Source passage
☆ ☆ ☆ ☆
Remakes and Remasters (Part 1)

Do not say, “Thus I shall do to him as he has done to me;
I will render to the man according to his work.”

Proverbs 24:29

See what I did with the photo up there? That’s the REmake of Resident Evil! HAHAHAHA

Part of the value of generalist criticism (as I seem to provide in a daily basis) comes from a holistic approach. You can, of course, examine anything to the tiniest detail, but will it provide you with a conclusion of any kind? Often, not at all. However, a generalist like myself must also be objective and see things as they are, not with my rose-tinted nostalgia goggles. In a way, it helps me sort out concepts that I’ve thought about previously in new ways. And, as a result, I will judge according to what’s actually happening, rather than what I want to see.

I’ve talked about remakes and remasters before, but I think I could dive into the subject a bit more. This article will focus on the more pragmatic elements of the whole “remaster” idea rather than comparisons between the actual games themselves.

This topic came to mind during a recent music kick, specifically Led Zeppelin. Apparently, even as a fan of rock music, you can miss many, many classic bands if you put your mind to it, but Spotify immediately rectifies that. The problem with older music, however, comes in the clarity of the recording and the authenticity to the original’s spirit. Given the current problem of the “Loudness wars”, whereby companies compress the dynamic range of music to make it sound more psychologically palatable, I’m just trying to find a good remaster of Led Zeppelin’s catalog without bizarre problems.


There’s at least four different versions on the market. Some people like the vinyl-like feel of the original Zeppelin CD releases, but others say they switch the stereo channels around. Others enjoy the Jimmy Page-helmed 1994 set, which definitely bring a lot of clarity but also introduced unnecessary fade-outs (that weren’t in the originals) and some fuzziness (although I think the bass sounds great). For the more hardcore completionist, a 2007 Japanese SHM remaster exists which supposedly refines the sound even more but also removes a lot of the grit which makes Zeppelin a rock band.

Led Zeppelin I 2014

I have that same problem with the new remasters which just released a few days ago – everything sounds SO perfect. The first album lost a lot of the soft-hard dynamics and life that makes the 1994 version wonderful; on the other hand, the second album sounds wonderful and finally listenable (it has a notoriously horrible, bass heavy production which took forty years to fix!), while the third sounds no different.

Frankly, my brain’s been spinning just listing this out (not to mention the 2007 American remaster for the Mothership album, which is universally hated by audiophiles everywhere…and which I own, for some reason), but this is always the problem with “remasters” and remakes – you gain something, you lose something. In trying to both appeal to nostalgia (that’s how it used to sound!) and a new potential audience (the stuff my parents listened to wasn’t half bad!), you inevitably mess up something for somebody.

What’s the Point?

He who steals must steal no longer; but rather he must labor, performing with his own hands what is good, so that he will have something to share with one who has need.
☆ ☆ ☆ ☆
Entries

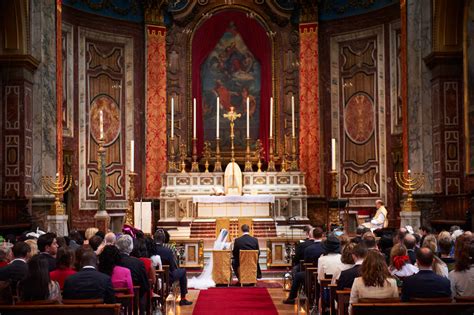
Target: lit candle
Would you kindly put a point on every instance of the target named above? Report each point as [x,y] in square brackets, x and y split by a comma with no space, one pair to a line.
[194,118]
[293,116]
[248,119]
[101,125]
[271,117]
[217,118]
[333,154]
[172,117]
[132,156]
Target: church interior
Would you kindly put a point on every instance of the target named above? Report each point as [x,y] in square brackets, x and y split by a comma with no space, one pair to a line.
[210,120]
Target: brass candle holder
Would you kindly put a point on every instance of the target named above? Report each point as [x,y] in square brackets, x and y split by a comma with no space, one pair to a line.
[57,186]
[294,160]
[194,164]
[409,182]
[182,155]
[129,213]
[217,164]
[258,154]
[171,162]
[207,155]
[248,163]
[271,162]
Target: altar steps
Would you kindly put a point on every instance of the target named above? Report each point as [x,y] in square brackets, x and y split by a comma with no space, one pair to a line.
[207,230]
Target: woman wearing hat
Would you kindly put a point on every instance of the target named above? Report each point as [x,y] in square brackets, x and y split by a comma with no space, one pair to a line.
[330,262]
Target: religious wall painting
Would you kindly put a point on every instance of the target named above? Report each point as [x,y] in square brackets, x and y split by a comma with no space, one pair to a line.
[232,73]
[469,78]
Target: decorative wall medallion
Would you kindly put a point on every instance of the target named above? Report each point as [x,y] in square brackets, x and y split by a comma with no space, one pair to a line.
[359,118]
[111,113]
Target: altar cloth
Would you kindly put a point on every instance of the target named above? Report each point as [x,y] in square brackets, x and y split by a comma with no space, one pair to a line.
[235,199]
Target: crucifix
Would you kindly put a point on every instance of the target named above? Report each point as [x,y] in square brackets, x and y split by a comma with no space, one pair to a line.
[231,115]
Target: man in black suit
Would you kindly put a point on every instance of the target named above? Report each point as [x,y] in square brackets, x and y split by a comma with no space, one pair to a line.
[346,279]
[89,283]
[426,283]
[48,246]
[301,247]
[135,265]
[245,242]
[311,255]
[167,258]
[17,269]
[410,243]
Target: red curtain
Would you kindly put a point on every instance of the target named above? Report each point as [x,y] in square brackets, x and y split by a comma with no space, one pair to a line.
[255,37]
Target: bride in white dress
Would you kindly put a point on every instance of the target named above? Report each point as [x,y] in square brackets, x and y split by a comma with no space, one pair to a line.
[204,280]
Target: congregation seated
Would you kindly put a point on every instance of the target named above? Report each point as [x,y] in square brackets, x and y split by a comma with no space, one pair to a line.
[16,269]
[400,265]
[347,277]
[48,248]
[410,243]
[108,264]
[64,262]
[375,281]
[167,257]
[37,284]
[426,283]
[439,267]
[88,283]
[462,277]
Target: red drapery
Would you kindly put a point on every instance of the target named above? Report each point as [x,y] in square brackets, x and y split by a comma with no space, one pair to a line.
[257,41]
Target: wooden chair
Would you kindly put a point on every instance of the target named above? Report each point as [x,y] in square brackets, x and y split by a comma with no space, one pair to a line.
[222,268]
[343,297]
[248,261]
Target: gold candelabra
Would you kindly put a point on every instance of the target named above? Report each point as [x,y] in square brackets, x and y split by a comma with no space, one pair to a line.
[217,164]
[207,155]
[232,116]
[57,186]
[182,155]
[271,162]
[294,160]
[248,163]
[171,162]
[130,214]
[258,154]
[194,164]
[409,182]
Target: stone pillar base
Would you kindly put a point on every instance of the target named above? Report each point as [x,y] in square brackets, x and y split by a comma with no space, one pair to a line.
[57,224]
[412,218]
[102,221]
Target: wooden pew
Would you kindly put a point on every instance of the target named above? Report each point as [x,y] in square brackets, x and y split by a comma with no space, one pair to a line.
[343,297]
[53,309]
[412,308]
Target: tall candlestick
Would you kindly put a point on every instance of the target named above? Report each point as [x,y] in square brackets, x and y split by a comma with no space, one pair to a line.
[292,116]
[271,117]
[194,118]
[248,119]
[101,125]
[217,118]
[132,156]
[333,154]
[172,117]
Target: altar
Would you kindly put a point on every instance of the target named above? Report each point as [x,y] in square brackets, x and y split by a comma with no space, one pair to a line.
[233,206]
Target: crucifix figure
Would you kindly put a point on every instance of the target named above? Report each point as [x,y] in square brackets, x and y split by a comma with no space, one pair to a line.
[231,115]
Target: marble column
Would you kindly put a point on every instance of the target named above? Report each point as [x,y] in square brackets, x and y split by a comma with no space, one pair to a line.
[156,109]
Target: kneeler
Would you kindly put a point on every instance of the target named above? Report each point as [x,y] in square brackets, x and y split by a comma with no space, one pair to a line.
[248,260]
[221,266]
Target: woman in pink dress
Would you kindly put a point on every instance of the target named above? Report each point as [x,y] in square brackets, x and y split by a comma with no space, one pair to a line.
☆ ☆ ☆ ☆
Task requirements
a – In the records, copy the lines word for word, starting at the line containing "Target: marble column" and ending with the last line of the records.
b – Continue the blog post on remakes and remasters from the point where it stops.

Replies
a –
Target: marble column
Would you kindly put a point on every instance of the target named above? Report each point as [x,y] in square brackets, x and y split by a comma with no space, one pair to a line.
[156,109]
Target: kneeler
Would you kindly put a point on every instance of the target named above? Report each point as [x,y] in square brackets, x and y split by a comma with no space, one pair to a line.
[248,260]
[221,266]
Target: woman in pink dress
Would you kindly put a point on every instance of the target named above? Report each point as [x,y] in square brackets, x and y split by a comma with no space, one pair to a line.

b –
Ephesians 4:28

You could, on some level, call “remastering” a bit of deception and general criminal behavior. Literally, they sell you a product which already exists on the market in some form or another with minor/major enhancements, but the thing in question often remains similar or identical to its source product (well, that depends). People make their own decisions, though, and do their own thing rather than blaming it on other people. Company X didn’t make you buy the product. You chose to buy it. But hey, remaking games sorta fits into that realm – a company literally takes an old product and “remasters” it into their own design. I have mixed feelings about it.

It’s good to understand why these exist, purely from a market perspective. For one, it’s relatively cheap to just give an old game a fresh coat of paint; you’ve seen that countless times already. Fans of the series in question (Final Fantasy’s a pretty good example) will definitely buy it, if only to play the game again, while other people who missed it get to see why people scream to the heavens about said game as “their favorite” or “the best of all time”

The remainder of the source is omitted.